[課題 1]: レコードのうち、文字列「standing」を含む行をすべて列挙してもらえますか。

*** 抜粋文 ***

BSサミット事業協同組合(石井英幸理事長)は8月29日、5月27日に78歳で永眠した磯部君男前理事長の「お別れの会」をANAインターコンチネンタルホテル東京(東京都港区)で執り行った。同会場では磯部氏のこれまでを振り返る写真のほか、寄せ書きなどが用意されたメモリアルコーナーも用意され故人を偲んだ。

 冒頭、磯部氏のこれまでの経歴と功績が紹介され、弔電が披露された。続いてお別れの言葉として、BSサミット顧問(元自由民主党幹事長)・中川秀直氏、BSサミット監事・浦彰彦氏、イヤサカ顧問・飛田義雄氏、テュフラインランドジャパン・古屋利徳氏が磯部氏への感謝と思いを伝えた。

 その後、磯部氏のこれまでの功績をたたえ、同組合から「名誉会長」の称号を追贈することが発表され、石井英幸理事長から磯部氏のご子息である中央鈑金・磯部友昭社長に記念の盾が送られた。友昭氏は父であった君男氏との思い出を述べ、「組合員の方々は父の笑いと恐怖の境目を探るのが大変だったと思う」と話して会場を和ませると、「亡くなる前日もメーカーとの連携(DMS=メーカー・ダイレクトメンテナンス・ソリューション)をやるつもりで話をしていたほど業界を思っていた。本人は寂しがり屋なので参列者の方々もたまには思い出してほしい」と挨拶した。

 最後に石井英幸理事長による挨拶の後、約500人の参列者による献花が行われ、故人との別れを惜しんだ。


実行委員長として挨拶をする石井英幸理事長

追贈された名誉会長襲名 の記念盾

寄せ書きには多くの組合員からのメッセージが

お別れの言葉

BSサミット顧問

中川秀直 氏

BSサミット事業協同組合・磯部君男氏偲ぶ

今から 20 ~ 30年前、広島のホテルで挨拶をされたのをきっかけに、年齢も 3つ違いだったこともあり兄弟のように付き合ってきた。付き合いが長かったので何を話していいのか分からないくらいだが、何事にも真剣で愚直、本当にまっすぐな人だった。仲間のために先頭に立つことが自分の仕事だと思い定め、夢中で突っ走ってきた。今は安らかに忙しかった毎日を少しずつ癒しながら過ごしてもらいたい、過ごしてくれているだろう。磯部さん、ありがとう。さようなら。

BSサミット監事

浦彰彦 氏

BSサミット事業協同組合・磯部君男氏偲ぶ

理事長がよく口にされていた「地域で一番になれ」はいつも私の胸にある。あまりにも大きな存在で、突然の別れを受け止めることができず、いまだ深い悲しみの中にいる。誇張抜きで 365日、朝昼晩と 1日に少なくとも3回は必ず電話をもらい、仕事の相談やアドバイスをもらってきた。これからの時代を築いていく組合員に対して、理事長からいただいた言葉を胸に精一杯手伝っていきたいと思う。親父、見ていてくれ。親父、ありがとう。親父、お疲れさまでした。

***

[課題 2]: お別れの会の記事によると、献花を行った参列者はおよそ何人でしたか。

*** 保存データ ***

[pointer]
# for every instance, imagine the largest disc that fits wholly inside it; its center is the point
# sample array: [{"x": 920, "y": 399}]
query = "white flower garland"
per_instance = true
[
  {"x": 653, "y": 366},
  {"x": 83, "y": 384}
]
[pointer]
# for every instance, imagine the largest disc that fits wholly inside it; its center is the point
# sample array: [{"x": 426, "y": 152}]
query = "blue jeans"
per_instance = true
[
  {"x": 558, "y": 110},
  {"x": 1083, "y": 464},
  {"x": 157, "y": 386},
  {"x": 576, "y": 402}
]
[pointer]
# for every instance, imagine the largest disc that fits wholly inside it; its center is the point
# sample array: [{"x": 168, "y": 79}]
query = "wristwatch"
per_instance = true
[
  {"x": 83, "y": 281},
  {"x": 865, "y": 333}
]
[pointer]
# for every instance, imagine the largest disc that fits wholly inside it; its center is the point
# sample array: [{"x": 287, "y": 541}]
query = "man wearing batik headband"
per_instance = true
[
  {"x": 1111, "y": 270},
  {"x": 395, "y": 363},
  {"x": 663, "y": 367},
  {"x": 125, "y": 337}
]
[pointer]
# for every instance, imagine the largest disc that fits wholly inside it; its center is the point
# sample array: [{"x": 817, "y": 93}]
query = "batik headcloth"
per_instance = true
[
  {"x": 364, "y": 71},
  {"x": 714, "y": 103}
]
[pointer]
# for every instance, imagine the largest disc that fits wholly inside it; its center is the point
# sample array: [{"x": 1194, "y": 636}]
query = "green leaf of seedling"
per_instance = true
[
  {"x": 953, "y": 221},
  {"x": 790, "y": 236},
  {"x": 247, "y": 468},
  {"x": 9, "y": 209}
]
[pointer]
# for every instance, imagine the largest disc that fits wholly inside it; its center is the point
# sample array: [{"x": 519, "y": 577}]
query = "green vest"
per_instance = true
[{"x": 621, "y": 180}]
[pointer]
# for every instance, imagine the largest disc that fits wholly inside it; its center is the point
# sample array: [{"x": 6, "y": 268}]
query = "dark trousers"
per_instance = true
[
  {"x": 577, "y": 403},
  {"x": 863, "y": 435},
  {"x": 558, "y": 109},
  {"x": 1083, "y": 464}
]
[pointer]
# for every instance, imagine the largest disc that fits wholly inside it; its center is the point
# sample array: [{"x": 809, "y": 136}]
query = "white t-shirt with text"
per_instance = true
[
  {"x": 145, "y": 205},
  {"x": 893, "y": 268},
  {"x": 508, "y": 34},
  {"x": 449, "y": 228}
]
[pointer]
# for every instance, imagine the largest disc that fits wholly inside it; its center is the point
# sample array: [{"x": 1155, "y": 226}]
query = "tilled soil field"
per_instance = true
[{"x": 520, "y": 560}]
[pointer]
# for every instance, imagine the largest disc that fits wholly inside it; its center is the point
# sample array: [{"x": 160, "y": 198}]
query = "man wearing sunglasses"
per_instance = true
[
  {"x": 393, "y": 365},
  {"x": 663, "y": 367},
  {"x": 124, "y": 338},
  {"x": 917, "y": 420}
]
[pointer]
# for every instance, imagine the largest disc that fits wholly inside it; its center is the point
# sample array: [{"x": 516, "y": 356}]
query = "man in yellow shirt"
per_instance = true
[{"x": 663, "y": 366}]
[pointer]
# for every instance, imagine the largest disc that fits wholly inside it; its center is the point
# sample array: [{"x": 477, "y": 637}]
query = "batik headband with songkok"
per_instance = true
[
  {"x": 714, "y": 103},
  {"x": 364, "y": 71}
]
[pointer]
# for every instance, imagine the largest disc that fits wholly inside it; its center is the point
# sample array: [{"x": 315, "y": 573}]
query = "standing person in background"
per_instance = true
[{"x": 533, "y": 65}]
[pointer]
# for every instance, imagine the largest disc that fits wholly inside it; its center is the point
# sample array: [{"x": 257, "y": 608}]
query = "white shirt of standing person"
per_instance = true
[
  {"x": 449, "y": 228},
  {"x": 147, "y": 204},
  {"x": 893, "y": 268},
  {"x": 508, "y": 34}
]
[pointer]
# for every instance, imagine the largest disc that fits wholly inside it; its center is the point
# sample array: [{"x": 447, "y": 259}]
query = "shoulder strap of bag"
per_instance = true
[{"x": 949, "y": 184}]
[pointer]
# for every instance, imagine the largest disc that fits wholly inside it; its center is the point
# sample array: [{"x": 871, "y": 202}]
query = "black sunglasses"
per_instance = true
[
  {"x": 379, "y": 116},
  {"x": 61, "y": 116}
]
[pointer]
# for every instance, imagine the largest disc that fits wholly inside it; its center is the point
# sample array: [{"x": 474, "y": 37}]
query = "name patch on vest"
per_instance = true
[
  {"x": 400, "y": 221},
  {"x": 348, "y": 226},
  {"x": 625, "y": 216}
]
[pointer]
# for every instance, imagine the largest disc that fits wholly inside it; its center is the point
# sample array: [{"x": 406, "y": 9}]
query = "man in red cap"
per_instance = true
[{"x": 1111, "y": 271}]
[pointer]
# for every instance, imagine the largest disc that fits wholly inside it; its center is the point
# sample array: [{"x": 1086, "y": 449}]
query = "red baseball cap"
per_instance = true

***

[回答 1]:
query = "standing person in background"
query = "white shirt of standing person"

[回答 2]: 約500人です。